>> BEGIN

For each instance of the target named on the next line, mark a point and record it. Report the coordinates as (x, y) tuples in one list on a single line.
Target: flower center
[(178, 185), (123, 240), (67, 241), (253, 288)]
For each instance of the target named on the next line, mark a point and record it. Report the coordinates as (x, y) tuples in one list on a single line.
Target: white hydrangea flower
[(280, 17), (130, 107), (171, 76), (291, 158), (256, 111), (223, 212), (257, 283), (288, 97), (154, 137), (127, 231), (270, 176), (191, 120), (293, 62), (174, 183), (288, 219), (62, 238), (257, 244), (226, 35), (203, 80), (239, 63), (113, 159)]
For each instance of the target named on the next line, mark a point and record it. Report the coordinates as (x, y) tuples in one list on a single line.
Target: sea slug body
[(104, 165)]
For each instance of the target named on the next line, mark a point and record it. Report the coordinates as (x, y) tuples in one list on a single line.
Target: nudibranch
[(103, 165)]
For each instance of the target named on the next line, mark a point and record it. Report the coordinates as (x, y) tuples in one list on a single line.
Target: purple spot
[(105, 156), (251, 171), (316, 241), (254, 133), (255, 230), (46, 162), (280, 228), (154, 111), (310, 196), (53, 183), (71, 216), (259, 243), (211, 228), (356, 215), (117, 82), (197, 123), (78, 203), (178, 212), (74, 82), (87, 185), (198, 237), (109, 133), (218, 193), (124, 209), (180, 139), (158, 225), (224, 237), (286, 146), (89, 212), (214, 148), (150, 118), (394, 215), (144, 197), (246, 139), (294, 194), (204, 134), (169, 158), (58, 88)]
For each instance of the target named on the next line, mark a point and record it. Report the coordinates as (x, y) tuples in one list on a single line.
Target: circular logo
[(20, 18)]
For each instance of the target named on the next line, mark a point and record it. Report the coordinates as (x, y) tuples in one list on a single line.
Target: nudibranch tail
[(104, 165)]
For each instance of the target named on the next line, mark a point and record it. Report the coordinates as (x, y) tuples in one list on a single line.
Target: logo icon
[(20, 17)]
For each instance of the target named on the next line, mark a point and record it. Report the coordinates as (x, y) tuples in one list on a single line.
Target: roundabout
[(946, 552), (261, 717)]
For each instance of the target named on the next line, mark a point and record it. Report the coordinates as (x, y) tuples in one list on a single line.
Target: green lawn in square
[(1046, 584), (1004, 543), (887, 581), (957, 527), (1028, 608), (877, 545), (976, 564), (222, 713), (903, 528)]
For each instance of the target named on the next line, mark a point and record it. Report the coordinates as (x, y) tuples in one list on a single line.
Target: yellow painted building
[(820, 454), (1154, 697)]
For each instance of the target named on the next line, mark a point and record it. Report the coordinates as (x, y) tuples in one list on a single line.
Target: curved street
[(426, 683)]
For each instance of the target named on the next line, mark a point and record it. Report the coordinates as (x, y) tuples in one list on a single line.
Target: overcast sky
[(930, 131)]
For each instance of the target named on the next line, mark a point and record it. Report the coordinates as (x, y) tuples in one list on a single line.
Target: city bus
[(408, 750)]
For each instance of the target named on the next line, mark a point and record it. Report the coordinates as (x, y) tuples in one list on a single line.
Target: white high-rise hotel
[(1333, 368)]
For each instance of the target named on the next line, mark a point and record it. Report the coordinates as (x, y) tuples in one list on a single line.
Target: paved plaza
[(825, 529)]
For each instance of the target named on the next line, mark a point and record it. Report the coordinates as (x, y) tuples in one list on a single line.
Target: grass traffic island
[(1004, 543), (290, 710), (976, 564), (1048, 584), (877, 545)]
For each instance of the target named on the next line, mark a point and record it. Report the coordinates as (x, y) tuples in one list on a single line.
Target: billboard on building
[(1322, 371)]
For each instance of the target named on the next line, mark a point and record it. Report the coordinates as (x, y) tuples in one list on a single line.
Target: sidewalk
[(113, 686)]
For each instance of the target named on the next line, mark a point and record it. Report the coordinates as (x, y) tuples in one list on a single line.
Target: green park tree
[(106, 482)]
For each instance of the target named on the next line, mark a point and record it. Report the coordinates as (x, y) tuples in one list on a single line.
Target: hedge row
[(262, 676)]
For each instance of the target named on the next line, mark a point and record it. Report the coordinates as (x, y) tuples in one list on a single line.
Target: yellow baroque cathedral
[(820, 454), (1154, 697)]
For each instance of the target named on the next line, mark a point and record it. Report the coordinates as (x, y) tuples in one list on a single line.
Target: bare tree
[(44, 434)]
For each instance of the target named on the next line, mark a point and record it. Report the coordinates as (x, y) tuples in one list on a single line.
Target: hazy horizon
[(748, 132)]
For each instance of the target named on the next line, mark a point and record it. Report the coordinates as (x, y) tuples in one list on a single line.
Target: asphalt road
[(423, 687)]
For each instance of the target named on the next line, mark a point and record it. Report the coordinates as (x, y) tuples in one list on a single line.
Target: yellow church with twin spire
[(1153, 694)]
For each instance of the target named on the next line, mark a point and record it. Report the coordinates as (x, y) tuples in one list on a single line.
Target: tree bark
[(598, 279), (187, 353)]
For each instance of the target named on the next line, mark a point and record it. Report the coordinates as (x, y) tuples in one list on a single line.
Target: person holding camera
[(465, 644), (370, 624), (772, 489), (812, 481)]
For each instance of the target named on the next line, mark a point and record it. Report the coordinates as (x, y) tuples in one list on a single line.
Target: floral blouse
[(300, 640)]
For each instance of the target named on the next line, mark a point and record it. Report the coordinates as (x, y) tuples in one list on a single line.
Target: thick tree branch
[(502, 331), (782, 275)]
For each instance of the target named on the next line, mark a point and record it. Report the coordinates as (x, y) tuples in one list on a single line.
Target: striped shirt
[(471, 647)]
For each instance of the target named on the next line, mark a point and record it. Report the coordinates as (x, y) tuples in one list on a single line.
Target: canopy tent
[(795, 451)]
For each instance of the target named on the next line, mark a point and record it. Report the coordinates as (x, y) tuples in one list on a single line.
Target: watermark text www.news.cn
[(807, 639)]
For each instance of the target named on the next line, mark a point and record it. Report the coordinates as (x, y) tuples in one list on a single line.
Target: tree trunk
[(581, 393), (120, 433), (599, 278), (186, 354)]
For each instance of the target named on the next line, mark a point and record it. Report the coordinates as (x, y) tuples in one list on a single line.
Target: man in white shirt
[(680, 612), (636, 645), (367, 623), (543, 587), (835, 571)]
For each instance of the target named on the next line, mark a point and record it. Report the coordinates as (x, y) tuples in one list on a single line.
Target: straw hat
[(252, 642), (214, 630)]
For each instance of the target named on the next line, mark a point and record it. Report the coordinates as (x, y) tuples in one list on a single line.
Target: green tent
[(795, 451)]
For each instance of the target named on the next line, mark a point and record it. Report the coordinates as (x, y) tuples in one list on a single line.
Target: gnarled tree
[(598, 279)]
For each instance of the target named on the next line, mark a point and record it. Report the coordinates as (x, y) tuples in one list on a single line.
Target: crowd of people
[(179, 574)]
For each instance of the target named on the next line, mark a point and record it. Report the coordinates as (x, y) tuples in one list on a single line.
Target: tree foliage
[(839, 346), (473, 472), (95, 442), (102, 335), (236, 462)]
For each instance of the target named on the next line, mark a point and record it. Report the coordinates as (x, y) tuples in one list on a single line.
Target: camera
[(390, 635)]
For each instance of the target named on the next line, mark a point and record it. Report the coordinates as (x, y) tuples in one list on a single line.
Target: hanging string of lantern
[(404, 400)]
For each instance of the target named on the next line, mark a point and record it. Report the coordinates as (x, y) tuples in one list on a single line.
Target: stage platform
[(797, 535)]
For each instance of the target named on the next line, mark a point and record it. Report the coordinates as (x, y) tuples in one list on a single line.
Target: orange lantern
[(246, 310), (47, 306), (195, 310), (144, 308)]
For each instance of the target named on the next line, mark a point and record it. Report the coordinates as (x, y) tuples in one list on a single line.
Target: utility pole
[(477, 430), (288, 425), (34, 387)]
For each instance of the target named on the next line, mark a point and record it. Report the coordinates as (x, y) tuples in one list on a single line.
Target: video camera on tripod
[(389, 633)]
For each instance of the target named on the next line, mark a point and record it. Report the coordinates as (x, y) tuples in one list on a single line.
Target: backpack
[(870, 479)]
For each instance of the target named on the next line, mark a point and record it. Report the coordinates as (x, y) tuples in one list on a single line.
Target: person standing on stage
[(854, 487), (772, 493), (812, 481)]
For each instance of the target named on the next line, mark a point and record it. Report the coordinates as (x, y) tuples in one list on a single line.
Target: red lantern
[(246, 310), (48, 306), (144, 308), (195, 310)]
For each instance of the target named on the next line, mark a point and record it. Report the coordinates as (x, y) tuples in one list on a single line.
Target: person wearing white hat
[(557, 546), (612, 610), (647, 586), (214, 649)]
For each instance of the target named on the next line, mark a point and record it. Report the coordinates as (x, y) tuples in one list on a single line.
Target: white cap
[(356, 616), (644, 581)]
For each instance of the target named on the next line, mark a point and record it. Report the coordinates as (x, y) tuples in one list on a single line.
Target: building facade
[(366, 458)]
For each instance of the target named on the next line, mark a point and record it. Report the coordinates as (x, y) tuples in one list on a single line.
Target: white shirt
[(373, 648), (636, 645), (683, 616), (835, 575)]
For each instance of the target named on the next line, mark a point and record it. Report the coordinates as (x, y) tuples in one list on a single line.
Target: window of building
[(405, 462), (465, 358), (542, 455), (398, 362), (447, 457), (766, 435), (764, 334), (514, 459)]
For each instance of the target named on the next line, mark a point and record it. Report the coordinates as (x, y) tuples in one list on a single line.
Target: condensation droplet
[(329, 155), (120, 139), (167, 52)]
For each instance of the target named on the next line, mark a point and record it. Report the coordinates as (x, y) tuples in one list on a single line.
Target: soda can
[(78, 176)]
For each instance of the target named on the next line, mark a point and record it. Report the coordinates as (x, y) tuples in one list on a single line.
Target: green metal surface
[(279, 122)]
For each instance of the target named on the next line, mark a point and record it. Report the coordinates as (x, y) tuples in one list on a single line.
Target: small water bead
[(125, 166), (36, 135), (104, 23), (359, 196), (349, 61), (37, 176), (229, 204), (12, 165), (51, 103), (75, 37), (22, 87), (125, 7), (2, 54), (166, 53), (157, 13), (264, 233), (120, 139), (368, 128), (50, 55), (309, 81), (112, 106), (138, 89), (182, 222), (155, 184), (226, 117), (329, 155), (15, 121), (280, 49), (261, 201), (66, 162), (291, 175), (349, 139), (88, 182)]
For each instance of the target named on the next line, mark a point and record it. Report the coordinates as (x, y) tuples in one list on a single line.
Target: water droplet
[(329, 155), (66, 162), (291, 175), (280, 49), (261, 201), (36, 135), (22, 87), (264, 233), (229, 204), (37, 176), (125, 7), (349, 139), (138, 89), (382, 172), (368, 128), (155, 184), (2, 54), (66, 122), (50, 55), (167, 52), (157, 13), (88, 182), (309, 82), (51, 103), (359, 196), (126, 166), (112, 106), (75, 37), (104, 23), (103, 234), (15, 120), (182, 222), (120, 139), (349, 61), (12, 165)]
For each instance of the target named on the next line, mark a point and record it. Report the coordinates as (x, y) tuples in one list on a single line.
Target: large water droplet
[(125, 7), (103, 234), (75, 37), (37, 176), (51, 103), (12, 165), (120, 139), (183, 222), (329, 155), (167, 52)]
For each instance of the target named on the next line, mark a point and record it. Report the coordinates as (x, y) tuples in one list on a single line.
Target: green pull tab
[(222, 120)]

>> END

> **INSTRUCTIONS TO FOLLOW**: Could you write out the items again, starting at the first one and ending at the line that contains "[(103, 165)]", and replace "hydrangea" with "hortensia" while leaving everything else unchanged?

> **WRITTEN SOLUTION**:
For each instance of the target named on the next line, mark a point and record it. Report the coordinates as (x, y) tuples in one list on a single line.
Target: flower center
[(178, 185), (123, 240), (67, 241), (253, 288)]
For each instance of the target named on the next line, mark a point and record it. Report the coordinates as (x, y) tuples in one list on a single line.
Target: white hortensia flower
[(280, 17), (130, 107), (171, 76), (291, 158), (256, 111), (223, 212), (257, 283), (288, 97), (154, 137), (127, 231), (270, 176), (191, 120), (293, 62), (174, 183), (288, 219), (62, 238), (257, 244), (226, 35), (203, 80), (239, 63), (113, 159)]
For each instance of the target named on the next line, mark a point and record it. Report the coordinates as (x, y) tuples in one list on a single line.
Target: sea slug body
[(104, 165)]
For each instance of the target named on the next line, mark a point and record it. Report the coordinates as (x, y) tuples in one list on a single line.
Target: nudibranch
[(103, 165)]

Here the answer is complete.